- _TASK DETAILS_
Write out every line of the listing below without changing anything.

--------------------

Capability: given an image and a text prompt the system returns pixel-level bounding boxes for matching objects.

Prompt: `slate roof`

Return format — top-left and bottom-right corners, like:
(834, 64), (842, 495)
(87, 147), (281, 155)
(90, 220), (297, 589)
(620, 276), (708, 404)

--------------------

- _SOLUTION FOR THIS EXERCISE_
Capability: given an image and a text prompt the system returns pixel-level bounding boxes for matching objects.

Prompt: `slate roof`

Return format — top-left and bottom-right corners, like:
(834, 64), (842, 495)
(87, 147), (281, 155)
(90, 220), (297, 589)
(620, 276), (708, 404)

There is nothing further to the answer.